── Dataset extract
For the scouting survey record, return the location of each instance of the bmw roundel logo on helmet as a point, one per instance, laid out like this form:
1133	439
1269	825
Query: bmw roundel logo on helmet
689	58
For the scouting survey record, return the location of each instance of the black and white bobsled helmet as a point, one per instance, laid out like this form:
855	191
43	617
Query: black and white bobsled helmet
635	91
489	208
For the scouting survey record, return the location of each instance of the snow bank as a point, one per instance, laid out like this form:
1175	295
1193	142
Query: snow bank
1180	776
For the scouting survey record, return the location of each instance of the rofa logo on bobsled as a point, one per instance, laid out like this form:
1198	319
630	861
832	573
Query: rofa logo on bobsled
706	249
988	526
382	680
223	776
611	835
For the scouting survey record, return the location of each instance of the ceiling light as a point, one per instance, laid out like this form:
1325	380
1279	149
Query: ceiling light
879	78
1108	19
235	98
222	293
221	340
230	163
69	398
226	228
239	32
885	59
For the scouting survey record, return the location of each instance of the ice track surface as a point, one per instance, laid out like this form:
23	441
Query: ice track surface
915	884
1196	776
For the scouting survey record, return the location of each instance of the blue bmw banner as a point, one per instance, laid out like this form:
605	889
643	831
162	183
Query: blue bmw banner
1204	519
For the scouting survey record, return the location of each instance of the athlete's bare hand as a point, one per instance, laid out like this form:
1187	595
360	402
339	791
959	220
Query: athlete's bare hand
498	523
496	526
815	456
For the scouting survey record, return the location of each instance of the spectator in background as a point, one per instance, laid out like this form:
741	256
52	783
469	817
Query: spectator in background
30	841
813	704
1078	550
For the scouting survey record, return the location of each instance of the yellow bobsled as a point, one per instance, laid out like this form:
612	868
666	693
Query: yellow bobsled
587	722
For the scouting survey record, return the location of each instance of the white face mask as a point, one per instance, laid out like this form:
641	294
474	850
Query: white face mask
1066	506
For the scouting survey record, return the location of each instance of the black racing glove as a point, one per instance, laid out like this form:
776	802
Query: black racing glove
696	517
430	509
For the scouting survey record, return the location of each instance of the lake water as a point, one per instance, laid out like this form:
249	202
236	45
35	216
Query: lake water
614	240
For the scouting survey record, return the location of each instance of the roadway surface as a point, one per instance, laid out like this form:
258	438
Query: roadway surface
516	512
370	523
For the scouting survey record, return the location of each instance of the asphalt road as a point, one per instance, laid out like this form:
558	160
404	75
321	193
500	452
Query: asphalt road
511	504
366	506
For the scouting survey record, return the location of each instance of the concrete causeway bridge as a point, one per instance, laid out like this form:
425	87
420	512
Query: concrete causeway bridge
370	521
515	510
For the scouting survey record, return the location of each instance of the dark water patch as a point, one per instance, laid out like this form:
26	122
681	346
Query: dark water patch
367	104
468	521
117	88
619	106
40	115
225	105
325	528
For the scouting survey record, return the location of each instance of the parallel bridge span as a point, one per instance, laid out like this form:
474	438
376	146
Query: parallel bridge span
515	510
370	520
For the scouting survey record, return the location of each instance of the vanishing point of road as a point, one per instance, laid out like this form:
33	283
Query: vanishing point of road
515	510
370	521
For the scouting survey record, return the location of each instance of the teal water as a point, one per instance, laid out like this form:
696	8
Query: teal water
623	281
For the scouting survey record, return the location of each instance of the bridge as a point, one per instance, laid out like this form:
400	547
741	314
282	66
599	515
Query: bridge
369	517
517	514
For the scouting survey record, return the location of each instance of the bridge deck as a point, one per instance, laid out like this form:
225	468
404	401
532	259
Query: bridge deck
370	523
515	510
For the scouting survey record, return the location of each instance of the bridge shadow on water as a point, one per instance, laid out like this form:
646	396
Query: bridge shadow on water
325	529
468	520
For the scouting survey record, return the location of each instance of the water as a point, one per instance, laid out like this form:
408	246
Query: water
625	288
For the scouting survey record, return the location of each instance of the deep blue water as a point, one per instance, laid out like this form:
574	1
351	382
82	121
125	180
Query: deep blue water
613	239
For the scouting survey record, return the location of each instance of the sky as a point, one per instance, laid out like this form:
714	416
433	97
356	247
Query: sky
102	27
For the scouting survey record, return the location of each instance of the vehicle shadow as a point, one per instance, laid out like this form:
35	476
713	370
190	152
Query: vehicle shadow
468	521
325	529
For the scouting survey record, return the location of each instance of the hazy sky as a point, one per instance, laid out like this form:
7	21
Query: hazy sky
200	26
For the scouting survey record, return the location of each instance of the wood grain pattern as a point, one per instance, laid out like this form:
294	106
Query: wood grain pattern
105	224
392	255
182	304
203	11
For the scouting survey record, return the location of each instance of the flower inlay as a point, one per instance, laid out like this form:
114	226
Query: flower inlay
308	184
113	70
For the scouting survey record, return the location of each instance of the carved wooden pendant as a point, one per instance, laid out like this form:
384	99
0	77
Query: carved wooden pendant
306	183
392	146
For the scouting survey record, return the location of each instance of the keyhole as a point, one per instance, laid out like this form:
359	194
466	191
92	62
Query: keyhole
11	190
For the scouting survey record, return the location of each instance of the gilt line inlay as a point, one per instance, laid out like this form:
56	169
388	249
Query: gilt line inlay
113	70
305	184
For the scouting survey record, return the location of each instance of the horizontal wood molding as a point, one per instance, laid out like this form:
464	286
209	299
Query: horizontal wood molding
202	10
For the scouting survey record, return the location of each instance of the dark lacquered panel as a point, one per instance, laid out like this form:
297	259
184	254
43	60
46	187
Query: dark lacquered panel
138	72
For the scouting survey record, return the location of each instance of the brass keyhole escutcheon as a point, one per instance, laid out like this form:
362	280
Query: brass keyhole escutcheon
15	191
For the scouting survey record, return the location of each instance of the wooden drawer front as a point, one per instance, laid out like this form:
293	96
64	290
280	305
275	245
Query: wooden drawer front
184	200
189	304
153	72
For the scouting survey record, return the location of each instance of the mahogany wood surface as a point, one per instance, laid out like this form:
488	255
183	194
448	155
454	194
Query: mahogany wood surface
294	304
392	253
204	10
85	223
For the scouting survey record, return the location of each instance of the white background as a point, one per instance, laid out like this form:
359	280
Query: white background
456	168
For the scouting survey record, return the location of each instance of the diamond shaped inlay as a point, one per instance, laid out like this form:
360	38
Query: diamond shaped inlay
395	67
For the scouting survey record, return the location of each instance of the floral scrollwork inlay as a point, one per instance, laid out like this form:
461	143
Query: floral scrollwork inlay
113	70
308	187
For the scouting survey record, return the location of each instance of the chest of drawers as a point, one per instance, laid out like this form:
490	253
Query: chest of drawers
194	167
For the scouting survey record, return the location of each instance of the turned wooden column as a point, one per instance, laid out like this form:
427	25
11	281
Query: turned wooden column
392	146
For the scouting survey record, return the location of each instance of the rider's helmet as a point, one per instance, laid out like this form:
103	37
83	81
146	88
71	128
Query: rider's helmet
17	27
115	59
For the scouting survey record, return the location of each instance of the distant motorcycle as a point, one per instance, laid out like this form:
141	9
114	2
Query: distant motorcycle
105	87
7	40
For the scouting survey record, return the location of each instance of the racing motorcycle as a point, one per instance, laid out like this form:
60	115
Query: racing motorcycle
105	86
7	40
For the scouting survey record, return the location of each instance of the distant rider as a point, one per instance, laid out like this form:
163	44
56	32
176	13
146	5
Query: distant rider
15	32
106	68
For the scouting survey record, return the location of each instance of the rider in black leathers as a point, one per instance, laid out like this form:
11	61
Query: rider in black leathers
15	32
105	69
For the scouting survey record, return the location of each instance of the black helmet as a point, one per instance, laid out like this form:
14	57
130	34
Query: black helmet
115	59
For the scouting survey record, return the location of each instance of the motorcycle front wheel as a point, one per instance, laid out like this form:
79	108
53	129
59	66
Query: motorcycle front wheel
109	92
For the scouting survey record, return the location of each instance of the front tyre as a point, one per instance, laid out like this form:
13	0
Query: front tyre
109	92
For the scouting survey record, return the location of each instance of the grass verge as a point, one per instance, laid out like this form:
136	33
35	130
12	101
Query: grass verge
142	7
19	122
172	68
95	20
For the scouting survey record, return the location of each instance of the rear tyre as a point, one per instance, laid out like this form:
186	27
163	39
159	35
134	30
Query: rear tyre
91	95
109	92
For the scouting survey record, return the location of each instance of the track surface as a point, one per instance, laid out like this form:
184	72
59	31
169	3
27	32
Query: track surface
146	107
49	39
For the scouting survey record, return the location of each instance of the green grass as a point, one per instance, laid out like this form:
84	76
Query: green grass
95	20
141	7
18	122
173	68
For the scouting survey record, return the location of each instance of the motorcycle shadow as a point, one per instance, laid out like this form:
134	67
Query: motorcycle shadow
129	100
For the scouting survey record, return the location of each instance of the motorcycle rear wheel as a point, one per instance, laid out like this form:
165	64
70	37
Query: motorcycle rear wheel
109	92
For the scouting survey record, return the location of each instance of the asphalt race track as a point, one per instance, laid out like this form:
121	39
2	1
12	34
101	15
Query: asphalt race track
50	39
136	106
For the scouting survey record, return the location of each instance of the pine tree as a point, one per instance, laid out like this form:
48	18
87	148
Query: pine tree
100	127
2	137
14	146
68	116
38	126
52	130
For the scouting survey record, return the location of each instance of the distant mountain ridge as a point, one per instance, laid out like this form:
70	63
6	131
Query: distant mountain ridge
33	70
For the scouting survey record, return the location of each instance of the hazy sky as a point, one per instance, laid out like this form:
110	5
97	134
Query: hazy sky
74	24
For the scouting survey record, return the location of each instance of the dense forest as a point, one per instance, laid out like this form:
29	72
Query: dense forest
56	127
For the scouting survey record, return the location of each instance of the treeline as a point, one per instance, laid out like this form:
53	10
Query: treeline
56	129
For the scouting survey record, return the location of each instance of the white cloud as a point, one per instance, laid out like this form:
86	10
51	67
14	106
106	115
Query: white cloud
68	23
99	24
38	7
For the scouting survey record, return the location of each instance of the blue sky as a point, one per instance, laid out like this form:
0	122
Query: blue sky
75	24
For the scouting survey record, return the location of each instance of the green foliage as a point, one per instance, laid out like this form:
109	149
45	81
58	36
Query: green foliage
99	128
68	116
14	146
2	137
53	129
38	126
────
→ Written request:
Rewrite the rows from the line with "the green grass" through the end of the rows, replacing every occurrence of "pine tree" with "spruce tree" and leaving everything else unchanged.

→ Solution:
For the scouting survey record, return the location of each instance of the green grass as a point, one per instance, laid out like this form:
84	76
Query: green grass
95	20
141	7
18	122
173	68
For the scouting survey record, return the location of each instance of the motorcycle shadow as a point, one per instance, laid out like this form:
134	67
Query: motorcycle shadow
129	100
For the scouting survey record, return the location of each instance of the motorcycle rear wheel as a point, one per instance, laid out like this form:
165	64
70	37
Query: motorcycle rear wheel
109	92
For the scouting survey record, return the location of each instance of the asphalt race track as a point, one per instance, laid out like this form:
121	39
2	1
12	34
101	15
Query: asphalt race track
50	39
136	106
For the scouting survey record, return the location of each instance of the spruce tree as a point, one per instance, laid out like this form:
48	18
87	148
Query: spruce tree
100	127
2	137
14	146
68	116
38	126
52	130
For the scouting survey record, return the location of each instance of the distant mountain ridge as a point, one per instance, laid out like this form:
70	63
6	131
Query: distant mountain ridge
33	70
For the scouting survey record, return the location of each instance of the hazy sky as a point, one per instance, laid out like this form:
110	5
97	134
Query: hazy sky
74	24
For the scouting survey record, return the location of each instance of the dense forest as a point, one per instance, laid out like this form:
29	72
Query: dense forest
56	127
For the scouting survey record, return the location of each instance of the treeline as a point, one per instance, laid out like this form:
53	10
Query: treeline
56	129
For the scouting survey record, return the location of each instance of the white cloud as a point, one per instance, laid out like this form:
86	10
51	67
14	106
106	115
Query: white cloud
68	23
99	24
38	7
For the scouting survey record, return the location of each instance of the blue sky as a point, one per instance, laid out like this form:
0	122
Query: blue sky
75	24
For the scouting survey record, return the location of each instance of the green foliage as a point, one per instance, laid out like this form:
109	149
45	81
58	36
Query: green foliage
99	128
68	116
14	146
2	137
53	129
38	126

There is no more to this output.